**Work instructions**
Your task is to copy the listing exactly. Drop any pictures from the copy.

--------------------

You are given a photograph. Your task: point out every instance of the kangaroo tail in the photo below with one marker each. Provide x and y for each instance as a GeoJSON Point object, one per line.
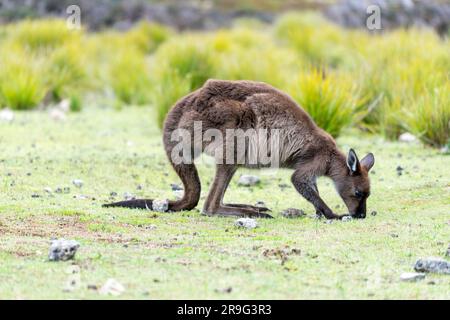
{"type": "Point", "coordinates": [188, 175]}
{"type": "Point", "coordinates": [186, 171]}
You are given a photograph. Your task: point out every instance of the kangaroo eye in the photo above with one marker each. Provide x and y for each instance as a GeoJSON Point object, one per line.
{"type": "Point", "coordinates": [359, 194]}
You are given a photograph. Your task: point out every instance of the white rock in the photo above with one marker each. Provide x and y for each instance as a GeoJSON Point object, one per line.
{"type": "Point", "coordinates": [112, 287]}
{"type": "Point", "coordinates": [246, 223]}
{"type": "Point", "coordinates": [6, 115]}
{"type": "Point", "coordinates": [160, 205]}
{"type": "Point", "coordinates": [77, 183]}
{"type": "Point", "coordinates": [57, 114]}
{"type": "Point", "coordinates": [432, 264]}
{"type": "Point", "coordinates": [62, 249]}
{"type": "Point", "coordinates": [248, 180]}
{"type": "Point", "coordinates": [128, 196]}
{"type": "Point", "coordinates": [412, 276]}
{"type": "Point", "coordinates": [293, 213]}
{"type": "Point", "coordinates": [64, 105]}
{"type": "Point", "coordinates": [407, 137]}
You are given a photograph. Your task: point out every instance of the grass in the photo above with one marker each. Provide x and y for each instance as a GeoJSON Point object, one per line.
{"type": "Point", "coordinates": [187, 255]}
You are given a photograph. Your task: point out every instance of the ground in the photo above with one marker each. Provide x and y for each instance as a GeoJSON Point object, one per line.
{"type": "Point", "coordinates": [191, 256]}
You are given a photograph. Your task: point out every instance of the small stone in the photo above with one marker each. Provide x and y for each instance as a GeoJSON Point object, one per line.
{"type": "Point", "coordinates": [62, 250]}
{"type": "Point", "coordinates": [179, 194]}
{"type": "Point", "coordinates": [57, 114]}
{"type": "Point", "coordinates": [407, 137]}
{"type": "Point", "coordinates": [128, 196]}
{"type": "Point", "coordinates": [293, 213]}
{"type": "Point", "coordinates": [112, 287]}
{"type": "Point", "coordinates": [248, 180]}
{"type": "Point", "coordinates": [6, 115]}
{"type": "Point", "coordinates": [246, 223]}
{"type": "Point", "coordinates": [77, 183]}
{"type": "Point", "coordinates": [73, 282]}
{"type": "Point", "coordinates": [176, 187]}
{"type": "Point", "coordinates": [260, 203]}
{"type": "Point", "coordinates": [64, 105]}
{"type": "Point", "coordinates": [160, 205]}
{"type": "Point", "coordinates": [432, 264]}
{"type": "Point", "coordinates": [412, 276]}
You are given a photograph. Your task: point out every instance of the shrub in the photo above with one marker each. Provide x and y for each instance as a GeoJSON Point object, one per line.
{"type": "Point", "coordinates": [316, 40]}
{"type": "Point", "coordinates": [65, 70]}
{"type": "Point", "coordinates": [429, 116]}
{"type": "Point", "coordinates": [128, 77]}
{"type": "Point", "coordinates": [187, 57]}
{"type": "Point", "coordinates": [241, 54]}
{"type": "Point", "coordinates": [21, 84]}
{"type": "Point", "coordinates": [329, 98]}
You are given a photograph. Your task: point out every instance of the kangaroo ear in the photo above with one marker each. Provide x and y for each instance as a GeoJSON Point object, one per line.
{"type": "Point", "coordinates": [353, 162]}
{"type": "Point", "coordinates": [368, 161]}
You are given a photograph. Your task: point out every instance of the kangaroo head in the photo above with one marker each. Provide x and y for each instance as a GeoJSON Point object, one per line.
{"type": "Point", "coordinates": [354, 185]}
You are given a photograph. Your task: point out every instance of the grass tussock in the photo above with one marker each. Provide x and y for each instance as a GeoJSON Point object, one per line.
{"type": "Point", "coordinates": [385, 83]}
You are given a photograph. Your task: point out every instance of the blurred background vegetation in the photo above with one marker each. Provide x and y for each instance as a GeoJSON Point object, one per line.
{"type": "Point", "coordinates": [151, 53]}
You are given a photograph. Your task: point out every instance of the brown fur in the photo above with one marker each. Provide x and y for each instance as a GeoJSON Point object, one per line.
{"type": "Point", "coordinates": [306, 148]}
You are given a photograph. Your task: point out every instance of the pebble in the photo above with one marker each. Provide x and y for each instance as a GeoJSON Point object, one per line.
{"type": "Point", "coordinates": [293, 213]}
{"type": "Point", "coordinates": [128, 196]}
{"type": "Point", "coordinates": [62, 249]}
{"type": "Point", "coordinates": [160, 205]}
{"type": "Point", "coordinates": [77, 183]}
{"type": "Point", "coordinates": [412, 276]}
{"type": "Point", "coordinates": [432, 264]}
{"type": "Point", "coordinates": [407, 137]}
{"type": "Point", "coordinates": [112, 287]}
{"type": "Point", "coordinates": [247, 223]}
{"type": "Point", "coordinates": [176, 187]}
{"type": "Point", "coordinates": [6, 115]}
{"type": "Point", "coordinates": [248, 180]}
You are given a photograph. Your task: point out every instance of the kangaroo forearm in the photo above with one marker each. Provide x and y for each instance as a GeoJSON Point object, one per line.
{"type": "Point", "coordinates": [306, 187]}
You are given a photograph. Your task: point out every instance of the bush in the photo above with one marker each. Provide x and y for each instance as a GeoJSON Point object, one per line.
{"type": "Point", "coordinates": [65, 70]}
{"type": "Point", "coordinates": [21, 85]}
{"type": "Point", "coordinates": [429, 116]}
{"type": "Point", "coordinates": [329, 98]}
{"type": "Point", "coordinates": [147, 37]}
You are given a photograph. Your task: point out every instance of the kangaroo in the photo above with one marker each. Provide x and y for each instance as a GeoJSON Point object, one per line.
{"type": "Point", "coordinates": [304, 147]}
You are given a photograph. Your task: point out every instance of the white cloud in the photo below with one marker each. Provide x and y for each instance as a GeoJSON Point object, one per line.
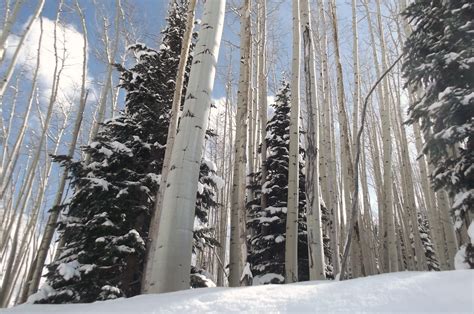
{"type": "Point", "coordinates": [70, 54]}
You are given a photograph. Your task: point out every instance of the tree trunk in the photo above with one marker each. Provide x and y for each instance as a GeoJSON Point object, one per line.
{"type": "Point", "coordinates": [313, 216]}
{"type": "Point", "coordinates": [291, 244]}
{"type": "Point", "coordinates": [173, 248]}
{"type": "Point", "coordinates": [238, 210]}
{"type": "Point", "coordinates": [177, 96]}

--------------------

**In response**
You are given a photograph. Your task: point out every instance of the kangaroo tail in the photo below with one marker each. Provide x and y for each instance as a GeoJSON Point object, one per line.
{"type": "Point", "coordinates": [188, 175]}
{"type": "Point", "coordinates": [186, 171]}
You are given a photograph. Your task: point out every instance of the kangaroo eye in the photo above with one marker each. Provide x and y for each instance as a GeoJSON Point object, one per line.
{"type": "Point", "coordinates": [359, 194]}
You are given a photograph. Your task: point out every instance of the white rock in the photo above with one marker each. Provide x and y for each instance as a GeoJSON Point object, one per line.
{"type": "Point", "coordinates": [112, 287]}
{"type": "Point", "coordinates": [246, 223]}
{"type": "Point", "coordinates": [6, 115]}
{"type": "Point", "coordinates": [160, 205]}
{"type": "Point", "coordinates": [77, 183]}
{"type": "Point", "coordinates": [57, 114]}
{"type": "Point", "coordinates": [432, 264]}
{"type": "Point", "coordinates": [62, 249]}
{"type": "Point", "coordinates": [248, 180]}
{"type": "Point", "coordinates": [128, 196]}
{"type": "Point", "coordinates": [412, 276]}
{"type": "Point", "coordinates": [293, 213]}
{"type": "Point", "coordinates": [64, 105]}
{"type": "Point", "coordinates": [407, 137]}
You are given a photograph. Your task: point out every instance of the grass in the photo above with one marker each. Provide x and y for each instance as a GeoJSON Point object, one per line.
{"type": "Point", "coordinates": [187, 255]}
You are given a photograph. Your task: point out every instance of the ground in the photo above with one marker each. Provide x and y for each instance as a GeoJSON Point object, one per line.
{"type": "Point", "coordinates": [191, 256]}
You are given a photograph. Your task: point out every instance of the small stone in the photo above with one marker each. Provide x and y for each instance as a GeoJSON Point object, one per line.
{"type": "Point", "coordinates": [62, 250]}
{"type": "Point", "coordinates": [179, 194]}
{"type": "Point", "coordinates": [57, 114]}
{"type": "Point", "coordinates": [407, 137]}
{"type": "Point", "coordinates": [128, 196]}
{"type": "Point", "coordinates": [293, 213]}
{"type": "Point", "coordinates": [112, 287]}
{"type": "Point", "coordinates": [248, 180]}
{"type": "Point", "coordinates": [6, 115]}
{"type": "Point", "coordinates": [246, 223]}
{"type": "Point", "coordinates": [77, 183]}
{"type": "Point", "coordinates": [73, 282]}
{"type": "Point", "coordinates": [176, 187]}
{"type": "Point", "coordinates": [260, 203]}
{"type": "Point", "coordinates": [64, 105]}
{"type": "Point", "coordinates": [160, 205]}
{"type": "Point", "coordinates": [432, 264]}
{"type": "Point", "coordinates": [412, 276]}
You are given a photograph. Your task: point out every instance of the shrub in the photo above with one marker each. Provide x and y for each instance as a GeoJSON Point object, one per line.
{"type": "Point", "coordinates": [316, 40]}
{"type": "Point", "coordinates": [65, 70]}
{"type": "Point", "coordinates": [429, 116]}
{"type": "Point", "coordinates": [128, 77]}
{"type": "Point", "coordinates": [187, 57]}
{"type": "Point", "coordinates": [241, 54]}
{"type": "Point", "coordinates": [21, 84]}
{"type": "Point", "coordinates": [329, 98]}
You are given a photograph. Your task: point out every instance of the kangaroo ear in the photo above with one marker each. Provide x and y for each instance as a GeoJSON Point object, one per line.
{"type": "Point", "coordinates": [353, 162]}
{"type": "Point", "coordinates": [368, 161]}
You are given a photograph. Your task: point out every instance of the kangaroo head in the photo above with one marker each. Provide x and y for each instance as a GeoJSON Point object, one per line.
{"type": "Point", "coordinates": [354, 185]}
You are given a photograph. Your task: point out every instance of the grass tussock in the photo above with one marker each. Provide x and y for each instance as a GeoJSON Point object, one per line.
{"type": "Point", "coordinates": [385, 83]}
You are given a photograph. Your task: point out every instance of the blurred background vegetation in the photo above with one marker each. Provide x and y for each instance as a GeoJSON Point object, one per line.
{"type": "Point", "coordinates": [151, 53]}
You are given a photograph. Your task: point out every instance of the brown fur in the photo above with one marker each. Provide x and y for each instance as a GeoJSON Point object, one per line.
{"type": "Point", "coordinates": [306, 148]}
You are given a photograph. Your task: point out every instance of the pebble in the photo above with one marker each. Provide x and y for each instance as a GeoJSON Point object, one per line.
{"type": "Point", "coordinates": [293, 213]}
{"type": "Point", "coordinates": [128, 196]}
{"type": "Point", "coordinates": [62, 249]}
{"type": "Point", "coordinates": [160, 205]}
{"type": "Point", "coordinates": [77, 183]}
{"type": "Point", "coordinates": [412, 276]}
{"type": "Point", "coordinates": [432, 264]}
{"type": "Point", "coordinates": [407, 137]}
{"type": "Point", "coordinates": [112, 287]}
{"type": "Point", "coordinates": [247, 223]}
{"type": "Point", "coordinates": [176, 187]}
{"type": "Point", "coordinates": [6, 115]}
{"type": "Point", "coordinates": [248, 180]}
You are given a photograph. Your task: point out every instance of the kangaroo forearm in the photo above with one marker each. Provide x and y for each instance as a GeoJSON Point object, one per line.
{"type": "Point", "coordinates": [306, 187]}
You are given a photograph. Your task: point out every instance of the bush in the photo above with one marker each. Provide x and y for each instance as a GeoJSON Point object, one per line.
{"type": "Point", "coordinates": [65, 70]}
{"type": "Point", "coordinates": [21, 85]}
{"type": "Point", "coordinates": [429, 116]}
{"type": "Point", "coordinates": [329, 98]}
{"type": "Point", "coordinates": [147, 37]}
You are given a photograph. Your task: point out every instance of the kangaroo in the photo above with one marker each. Provide x and y for each instance as a GeoJSON Point object, one per line.
{"type": "Point", "coordinates": [304, 147]}
You are given a photograph. Your task: point out every instance of the white cloud in the photo below with one marker each. Provide x and y for each instance as a GeoJSON Point object, one per line.
{"type": "Point", "coordinates": [70, 54]}
You are given a photograph. Your task: point out every instance of the tree trunk in the photo above with one marker each. Provide x and y for each instance as a GeoJSON Point object, one per line.
{"type": "Point", "coordinates": [313, 216]}
{"type": "Point", "coordinates": [291, 244]}
{"type": "Point", "coordinates": [173, 248]}
{"type": "Point", "coordinates": [238, 210]}
{"type": "Point", "coordinates": [177, 96]}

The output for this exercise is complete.